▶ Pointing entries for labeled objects

--- --- ---

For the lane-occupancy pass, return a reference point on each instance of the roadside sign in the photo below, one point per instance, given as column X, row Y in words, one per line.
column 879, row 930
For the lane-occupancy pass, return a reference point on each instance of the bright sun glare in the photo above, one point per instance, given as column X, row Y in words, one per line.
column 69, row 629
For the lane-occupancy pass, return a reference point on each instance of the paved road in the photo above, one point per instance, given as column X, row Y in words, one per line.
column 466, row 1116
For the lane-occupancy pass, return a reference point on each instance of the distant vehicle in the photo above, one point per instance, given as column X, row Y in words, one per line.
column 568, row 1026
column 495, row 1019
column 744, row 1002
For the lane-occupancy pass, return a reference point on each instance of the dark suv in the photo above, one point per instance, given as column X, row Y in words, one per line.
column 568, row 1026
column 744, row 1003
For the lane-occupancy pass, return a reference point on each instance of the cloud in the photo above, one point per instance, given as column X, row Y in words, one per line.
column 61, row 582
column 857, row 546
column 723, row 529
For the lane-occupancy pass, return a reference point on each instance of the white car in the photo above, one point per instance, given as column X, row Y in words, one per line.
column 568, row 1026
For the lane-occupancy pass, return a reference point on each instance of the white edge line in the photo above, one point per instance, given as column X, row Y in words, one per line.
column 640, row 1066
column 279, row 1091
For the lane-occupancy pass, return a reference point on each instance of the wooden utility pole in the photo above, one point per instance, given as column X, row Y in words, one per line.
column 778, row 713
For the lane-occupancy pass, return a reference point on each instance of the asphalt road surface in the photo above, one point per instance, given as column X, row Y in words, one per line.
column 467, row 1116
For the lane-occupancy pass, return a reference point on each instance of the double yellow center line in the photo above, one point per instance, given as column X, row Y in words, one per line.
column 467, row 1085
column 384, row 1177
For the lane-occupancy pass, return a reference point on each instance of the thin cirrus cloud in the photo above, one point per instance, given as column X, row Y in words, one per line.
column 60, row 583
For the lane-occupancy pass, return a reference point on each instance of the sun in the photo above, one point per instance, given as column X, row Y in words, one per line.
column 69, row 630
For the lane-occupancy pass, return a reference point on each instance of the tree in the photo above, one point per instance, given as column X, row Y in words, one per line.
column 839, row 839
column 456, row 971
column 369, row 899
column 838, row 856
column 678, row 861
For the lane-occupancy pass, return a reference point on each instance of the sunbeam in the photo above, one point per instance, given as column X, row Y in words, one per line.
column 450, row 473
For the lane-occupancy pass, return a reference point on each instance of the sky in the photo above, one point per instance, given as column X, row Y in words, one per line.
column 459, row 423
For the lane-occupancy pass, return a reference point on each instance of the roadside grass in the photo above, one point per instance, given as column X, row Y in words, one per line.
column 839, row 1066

--- --- ---

▶ What is expected
Convert every line of the records above into a Markdown table with two columns, Row and Line. Number the rows in order and omit blank lines.

▶ Solution
| Row | Line |
|---|---|
| 1 | For the lane-occupancy pass, return a reference point on each instance of the roadside sign in the photo below, one point per instance, given as column X, row Y in words, one per line. |
| 2 | column 879, row 930 |
| 3 | For the lane-occupancy pass, return a reference point on each instance of the bright sun glare in the photo above, one point per instance, given as column X, row Y in words, one per line. |
| 4 | column 69, row 629 |
| 5 | For the lane-occupancy pass, return a reference point on each instance of the paved road in the photo above, one point per instance, given as column X, row Y in words, one per line. |
| 6 | column 466, row 1116 |
| 7 | For the lane-occupancy pass, return a reference point on each instance of the distant vehicle in the photo above, one point per instance, given as column X, row Y in words, one per line. |
| 8 | column 568, row 1026 |
| 9 | column 495, row 1019 |
| 10 | column 744, row 1002 |
| 11 | For the lane-occupancy pass, return a reference point on each instance of the dark suv in the photo above, one point per instance, given as column X, row Y in words, one per line. |
| 12 | column 568, row 1026 |
| 13 | column 744, row 1003 |
| 14 | For the lane-occupancy pass, return a reference point on each instance of the cloud in the photo above, one point per instance, given as column X, row Y in words, one per line. |
| 15 | column 61, row 582 |
| 16 | column 857, row 546 |
| 17 | column 723, row 529 |
| 18 | For the lane-occupancy pass, return a reference point on each instance of the white car in the photo above, one point per instance, given as column X, row Y in words, one per line. |
| 19 | column 568, row 1026 |
| 20 | For the lane-occupancy pass, return a reference point on each instance of the white edge line in the photo above, one point per instance, given as column X, row Y in words, one per line. |
| 21 | column 640, row 1066 |
| 22 | column 279, row 1091 |
| 23 | For the lane-occupancy pass, return a reference point on each instance of the wooden utility pole in the photo above, one point per instance, given as column X, row Y in words, one per line. |
| 24 | column 778, row 713 |
| 25 | For the lane-occupancy pass, return a reference point on each instance of the asphalt road surface in the photo above, one point per instance, given as column X, row Y in words, one per line. |
| 26 | column 467, row 1116 |
| 27 | For the lane-occupancy pass, return a reference point on each instance of the double yellow center line in the photo above, one point per instance, given as column X, row Y in words, one per line. |
| 28 | column 467, row 1085 |
| 29 | column 384, row 1177 |
| 30 | For the lane-occupancy pass, return a reference point on each instance of the thin cirrus cloud in the photo above, one point per instance, given as column X, row Y in words, one per line. |
| 31 | column 60, row 583 |
| 32 | For the lane-occupancy pass, return a reference point on each instance of the sun in the photo above, one point per instance, given as column X, row Y in words, one per line. |
| 33 | column 69, row 630 |
| 34 | For the lane-occupancy pass, return a reference point on each instance of the tree in the photo above, one point per instance, given as column X, row Y in words, one per line. |
| 35 | column 839, row 839 |
| 36 | column 456, row 971 |
| 37 | column 369, row 899 |
| 38 | column 838, row 856 |
| 39 | column 678, row 861 |
| 40 | For the lane-occupancy pass, return a reference point on each instance of the sunbeam in the photo above, one point per instance, given as column X, row Y in words, one per line. |
| 41 | column 450, row 473 |
| 42 | For the lane-occupancy pass, return a reference point on each instance of the sky in the photo above, one point per instance, given as column X, row Y in words, one per line. |
| 43 | column 459, row 423 |
| 44 | For the lane-occupancy pass, return a reference point on each instance of the roadside grass in the photo above, one point per instance, given as column X, row Y in words, one per line. |
| 45 | column 839, row 1066 |